— What the task requires —
Locate every line in the entries below that contains the string "handle", and copy each of those lines in full.

— Provided records —
_ _ _ _ _

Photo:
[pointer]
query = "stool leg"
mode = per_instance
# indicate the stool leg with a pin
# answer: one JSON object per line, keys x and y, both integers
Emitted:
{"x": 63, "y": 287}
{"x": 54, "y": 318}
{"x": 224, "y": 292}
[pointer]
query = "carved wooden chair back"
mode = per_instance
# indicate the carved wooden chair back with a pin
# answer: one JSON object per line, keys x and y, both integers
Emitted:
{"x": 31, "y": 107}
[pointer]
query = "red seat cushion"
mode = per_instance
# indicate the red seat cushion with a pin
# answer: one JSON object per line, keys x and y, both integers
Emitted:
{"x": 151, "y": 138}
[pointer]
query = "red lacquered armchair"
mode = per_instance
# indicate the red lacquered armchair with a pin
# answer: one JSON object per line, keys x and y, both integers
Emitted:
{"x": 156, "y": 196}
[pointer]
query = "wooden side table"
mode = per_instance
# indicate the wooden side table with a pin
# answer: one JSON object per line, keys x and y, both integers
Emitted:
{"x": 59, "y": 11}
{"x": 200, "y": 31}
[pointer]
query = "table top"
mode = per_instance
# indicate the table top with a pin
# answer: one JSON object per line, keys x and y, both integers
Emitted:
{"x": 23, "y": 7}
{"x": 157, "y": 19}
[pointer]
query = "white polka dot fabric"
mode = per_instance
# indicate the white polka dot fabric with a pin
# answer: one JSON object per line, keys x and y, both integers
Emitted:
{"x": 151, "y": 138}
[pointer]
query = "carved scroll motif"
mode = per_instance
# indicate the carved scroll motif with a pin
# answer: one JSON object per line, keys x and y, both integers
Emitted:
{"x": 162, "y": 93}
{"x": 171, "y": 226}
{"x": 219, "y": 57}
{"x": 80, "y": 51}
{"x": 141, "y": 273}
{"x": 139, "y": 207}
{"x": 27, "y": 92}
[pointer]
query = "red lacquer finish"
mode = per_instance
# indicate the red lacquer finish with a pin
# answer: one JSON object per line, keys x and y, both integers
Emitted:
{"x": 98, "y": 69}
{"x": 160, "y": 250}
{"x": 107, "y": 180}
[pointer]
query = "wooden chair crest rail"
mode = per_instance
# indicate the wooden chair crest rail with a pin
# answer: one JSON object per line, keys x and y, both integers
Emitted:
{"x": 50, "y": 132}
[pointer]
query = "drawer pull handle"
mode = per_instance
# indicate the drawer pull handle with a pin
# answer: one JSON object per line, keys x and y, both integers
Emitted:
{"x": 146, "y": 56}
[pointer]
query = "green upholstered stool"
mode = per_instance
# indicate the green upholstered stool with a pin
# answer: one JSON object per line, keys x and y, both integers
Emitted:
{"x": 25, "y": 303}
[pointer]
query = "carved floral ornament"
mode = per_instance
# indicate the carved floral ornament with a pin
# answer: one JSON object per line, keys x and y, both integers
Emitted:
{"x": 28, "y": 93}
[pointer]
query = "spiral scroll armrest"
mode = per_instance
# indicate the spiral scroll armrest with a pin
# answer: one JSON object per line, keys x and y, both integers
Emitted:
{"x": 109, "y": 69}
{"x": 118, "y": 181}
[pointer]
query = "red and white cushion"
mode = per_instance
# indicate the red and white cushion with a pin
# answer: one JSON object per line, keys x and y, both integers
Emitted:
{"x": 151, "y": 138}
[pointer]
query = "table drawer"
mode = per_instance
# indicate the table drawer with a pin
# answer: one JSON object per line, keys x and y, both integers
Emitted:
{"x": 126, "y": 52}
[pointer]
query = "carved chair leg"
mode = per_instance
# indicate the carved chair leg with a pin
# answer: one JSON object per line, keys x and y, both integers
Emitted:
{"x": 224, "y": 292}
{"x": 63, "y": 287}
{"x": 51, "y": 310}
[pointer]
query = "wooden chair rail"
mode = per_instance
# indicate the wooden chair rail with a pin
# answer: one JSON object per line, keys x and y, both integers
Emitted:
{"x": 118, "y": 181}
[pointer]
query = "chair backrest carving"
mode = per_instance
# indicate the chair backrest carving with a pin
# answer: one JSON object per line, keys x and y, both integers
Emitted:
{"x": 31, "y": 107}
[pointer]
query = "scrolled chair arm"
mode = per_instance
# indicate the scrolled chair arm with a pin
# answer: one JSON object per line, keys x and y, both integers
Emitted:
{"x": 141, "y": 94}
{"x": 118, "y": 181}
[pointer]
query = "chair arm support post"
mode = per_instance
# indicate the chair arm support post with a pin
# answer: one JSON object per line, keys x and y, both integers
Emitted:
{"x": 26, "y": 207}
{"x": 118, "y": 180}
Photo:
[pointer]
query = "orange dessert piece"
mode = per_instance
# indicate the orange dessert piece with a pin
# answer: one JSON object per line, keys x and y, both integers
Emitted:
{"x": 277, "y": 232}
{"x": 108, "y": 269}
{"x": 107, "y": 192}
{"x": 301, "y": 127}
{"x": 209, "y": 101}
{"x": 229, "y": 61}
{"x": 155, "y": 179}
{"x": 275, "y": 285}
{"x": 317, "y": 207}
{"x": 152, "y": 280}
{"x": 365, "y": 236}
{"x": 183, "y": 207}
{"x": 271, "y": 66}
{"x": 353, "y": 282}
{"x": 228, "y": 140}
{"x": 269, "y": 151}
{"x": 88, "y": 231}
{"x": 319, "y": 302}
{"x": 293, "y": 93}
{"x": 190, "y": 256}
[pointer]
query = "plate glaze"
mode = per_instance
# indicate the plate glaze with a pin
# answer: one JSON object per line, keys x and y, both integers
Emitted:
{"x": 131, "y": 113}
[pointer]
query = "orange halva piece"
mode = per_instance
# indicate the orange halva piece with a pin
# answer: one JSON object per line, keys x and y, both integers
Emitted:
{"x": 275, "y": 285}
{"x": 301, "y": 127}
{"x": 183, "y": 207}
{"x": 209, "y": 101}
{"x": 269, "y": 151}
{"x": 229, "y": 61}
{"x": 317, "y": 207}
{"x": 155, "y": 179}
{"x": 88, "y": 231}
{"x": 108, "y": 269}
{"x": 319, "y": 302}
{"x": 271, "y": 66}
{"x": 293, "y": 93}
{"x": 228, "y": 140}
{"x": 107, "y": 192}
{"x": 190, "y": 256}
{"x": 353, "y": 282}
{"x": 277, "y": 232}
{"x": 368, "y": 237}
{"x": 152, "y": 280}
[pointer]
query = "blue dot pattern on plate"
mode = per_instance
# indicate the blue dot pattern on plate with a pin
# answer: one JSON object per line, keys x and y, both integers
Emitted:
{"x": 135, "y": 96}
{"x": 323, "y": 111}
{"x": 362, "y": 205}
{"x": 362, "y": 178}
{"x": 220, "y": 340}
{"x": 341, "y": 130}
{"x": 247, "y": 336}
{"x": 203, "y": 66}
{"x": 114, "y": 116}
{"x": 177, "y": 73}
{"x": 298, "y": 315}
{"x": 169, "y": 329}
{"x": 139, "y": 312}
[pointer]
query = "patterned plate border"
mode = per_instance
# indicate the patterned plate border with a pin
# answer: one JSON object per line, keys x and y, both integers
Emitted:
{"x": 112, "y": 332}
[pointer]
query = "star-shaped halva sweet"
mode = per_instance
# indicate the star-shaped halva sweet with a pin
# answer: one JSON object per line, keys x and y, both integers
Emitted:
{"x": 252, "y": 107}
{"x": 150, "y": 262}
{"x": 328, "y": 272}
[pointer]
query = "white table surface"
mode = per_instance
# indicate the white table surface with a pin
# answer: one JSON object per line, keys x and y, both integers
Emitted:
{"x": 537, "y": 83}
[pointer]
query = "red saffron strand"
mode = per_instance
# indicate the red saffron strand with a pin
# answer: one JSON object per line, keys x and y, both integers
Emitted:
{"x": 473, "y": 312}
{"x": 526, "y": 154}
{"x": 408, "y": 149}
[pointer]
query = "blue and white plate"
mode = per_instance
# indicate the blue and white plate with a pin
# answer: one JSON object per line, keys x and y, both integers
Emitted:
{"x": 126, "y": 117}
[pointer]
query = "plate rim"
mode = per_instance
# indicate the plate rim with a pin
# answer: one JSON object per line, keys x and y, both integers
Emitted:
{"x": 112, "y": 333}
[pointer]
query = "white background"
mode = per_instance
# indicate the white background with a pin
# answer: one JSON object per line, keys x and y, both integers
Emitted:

_ _ _ _ _

— Solution below —
query = "drawer pull handle"
# indicate the drawer pull handle with a pin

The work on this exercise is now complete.